■ **Problems and tasks**
A) In the personal science newsletter, what does the text say each book's final overall score on Red Pen Reviews is for? Answer in one to three sentences.
B) According to the personal science newsletter, how many hours on average do Red Pen Reviews contributors spend on each book?
C) Resume the personal science newsletter from the point where it stops.

Given passage Block Start

Personal Science Week - 7 Jul 2022
Nutrition science book reviews, predict health changes with wearables, and more
Skeptical science-minded readers will enjoy Red Pen Reviews, a free web site that offers detailed, quantitative critiques of popular health and nutrition books. With a staff of expert contributors who scour each book an average of 40 hours, the site scores content for scientific accuracy, reference accuracy, and healthfulness. Each book gets a final overall score that is intended to help guide comparisons so you’ll know, for example, that Walter Willet’s Harvard Medical School Guide (97%) or Justin Sonnenberg’s The Good Gut (86%) are based on better science than David Asprey’s Bulletproof Diet (49%) or Paul Saladino’s Carnivore Code (38%).
Predict health changes with wearable data
It’s long been speculated that wearable data might be useful for detecting health changes before they appear. The COVID pandemic has been a useful catalyst to additional research, with promising results.
Researchers at WVU’s Rockefeller Neuroscience Institute reported that Oura ring data, combined with an app to measure cognition and other symptoms, can predict up to three days in advance when people will register a fever, coughing or shortness of breath. It can even predict someone’s exact temperature, like a weather forecast for the body.

Given passage Block End
Data Block Start

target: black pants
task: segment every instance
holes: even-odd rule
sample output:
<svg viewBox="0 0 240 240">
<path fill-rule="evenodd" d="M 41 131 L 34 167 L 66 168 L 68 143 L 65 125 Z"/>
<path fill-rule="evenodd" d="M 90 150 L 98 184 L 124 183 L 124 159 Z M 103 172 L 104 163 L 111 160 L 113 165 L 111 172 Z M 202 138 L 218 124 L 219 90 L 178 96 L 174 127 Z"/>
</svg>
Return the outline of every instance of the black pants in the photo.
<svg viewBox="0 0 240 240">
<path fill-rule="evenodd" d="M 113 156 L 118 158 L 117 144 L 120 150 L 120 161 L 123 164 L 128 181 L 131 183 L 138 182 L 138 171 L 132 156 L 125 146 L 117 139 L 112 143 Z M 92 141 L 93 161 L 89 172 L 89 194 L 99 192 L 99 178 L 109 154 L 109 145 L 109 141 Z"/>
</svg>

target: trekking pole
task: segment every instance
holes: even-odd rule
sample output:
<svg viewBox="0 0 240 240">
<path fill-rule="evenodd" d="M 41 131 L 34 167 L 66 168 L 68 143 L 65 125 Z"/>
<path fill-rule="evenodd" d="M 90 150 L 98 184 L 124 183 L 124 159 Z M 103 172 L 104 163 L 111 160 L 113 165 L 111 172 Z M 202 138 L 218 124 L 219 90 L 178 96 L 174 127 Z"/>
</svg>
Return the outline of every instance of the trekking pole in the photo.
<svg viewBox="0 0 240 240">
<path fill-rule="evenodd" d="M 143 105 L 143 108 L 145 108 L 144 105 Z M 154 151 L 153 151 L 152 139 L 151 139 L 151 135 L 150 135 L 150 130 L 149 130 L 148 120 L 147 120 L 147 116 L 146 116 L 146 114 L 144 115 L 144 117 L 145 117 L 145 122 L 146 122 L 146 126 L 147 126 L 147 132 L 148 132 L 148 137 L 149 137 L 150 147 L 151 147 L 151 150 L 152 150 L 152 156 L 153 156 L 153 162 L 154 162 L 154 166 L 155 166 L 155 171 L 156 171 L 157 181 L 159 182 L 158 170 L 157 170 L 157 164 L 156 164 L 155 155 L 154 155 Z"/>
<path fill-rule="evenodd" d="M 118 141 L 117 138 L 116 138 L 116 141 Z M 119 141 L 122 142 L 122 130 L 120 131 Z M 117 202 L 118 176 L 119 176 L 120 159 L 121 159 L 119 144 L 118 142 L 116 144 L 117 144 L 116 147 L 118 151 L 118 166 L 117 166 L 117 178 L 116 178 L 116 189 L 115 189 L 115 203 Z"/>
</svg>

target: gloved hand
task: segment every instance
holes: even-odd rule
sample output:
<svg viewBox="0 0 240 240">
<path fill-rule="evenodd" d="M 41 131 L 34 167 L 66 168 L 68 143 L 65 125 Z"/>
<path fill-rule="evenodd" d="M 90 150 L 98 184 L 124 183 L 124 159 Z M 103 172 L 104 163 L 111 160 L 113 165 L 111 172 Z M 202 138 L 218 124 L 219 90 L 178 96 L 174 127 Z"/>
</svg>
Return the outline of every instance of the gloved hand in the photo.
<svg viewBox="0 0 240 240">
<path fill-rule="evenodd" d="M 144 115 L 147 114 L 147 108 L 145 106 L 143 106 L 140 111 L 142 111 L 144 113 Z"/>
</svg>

Data Block End

■ **Solved tasks**
A) The final overall score is meant to help guide comparisons between books. It shows, for example, that Walter Willet's Harvard Medical School Guide and Justin Sonnenberg's The Good Gut rest on better science than David Asprey's Bulletproof Diet or Paul Saladino's Carnivore Code.

B) An average of 40 hours.

C)
So far, nobody can beat researchers at Stanford University’s Snyder Lab. Based on changes in heart rate from Fitbits they’ve been able to detect the coronavirus 3 days in advance of a positive test. In their study of about 3300 people using an app called MyPHD and Fitbit/Apple Watch/Garmin, 84 ended up having confirmed infections. The system provided pre-symptomatic alerts in 80% of the confirmed cases. Mean frequency of 3.42 days / infection
Here’s a typical positive case:
Past studies have been able link wearables data to undetected issues like high blood pressure, arrhythmia and early stage cancer, and use it to improve real-time tracking of seasonal flu outbreaks.
Counterarguments against personalized nutrition
Dr. Nicola Guess from the University of Oxford, summarizes the argument against microbiome-based precision nutrition products like Zoe or Viome. “if you designed a diet based solely on the glycaemic responses to foods,” she concludes, you’d get exactly the high-protein, reduced carb-diets recommended by these complicated machine learned algorithms.
About Personal Science
Professional scientists practice science as part of their job, often investigating ideas or problems with no particular benefit to their daily lives. A physicist working on nuclear fusion, for example, might apply rigorous scientific techniques in his lab work without any particular consequences to his daily life. As far back as the Bible, “Physician, heal thyself” has been good advice, often obeyed in the breach.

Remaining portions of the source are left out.